→ **Prompt**
Set down every entry again word for word, please, but skip the pictures.

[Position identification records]
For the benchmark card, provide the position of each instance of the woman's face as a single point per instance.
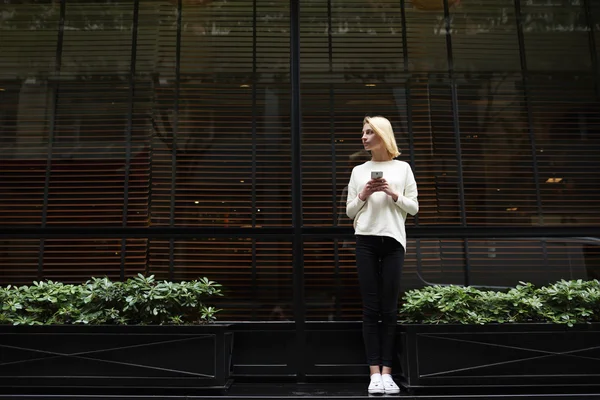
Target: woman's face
(370, 139)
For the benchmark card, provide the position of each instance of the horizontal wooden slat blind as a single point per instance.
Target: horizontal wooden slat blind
(76, 260)
(20, 260)
(28, 46)
(191, 128)
(260, 292)
(231, 118)
(333, 293)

→ **Correct result**
For the benchmark card, provide the position of each instance of the woman's face as a single point per instance.
Target: woman's face
(370, 139)
For the benchmark card, provide the position of each instance of the horizontal wooden slat blind as a single point per instance.
Target: horizontal wooden slat blind
(76, 260)
(20, 260)
(28, 46)
(191, 128)
(260, 292)
(231, 118)
(333, 293)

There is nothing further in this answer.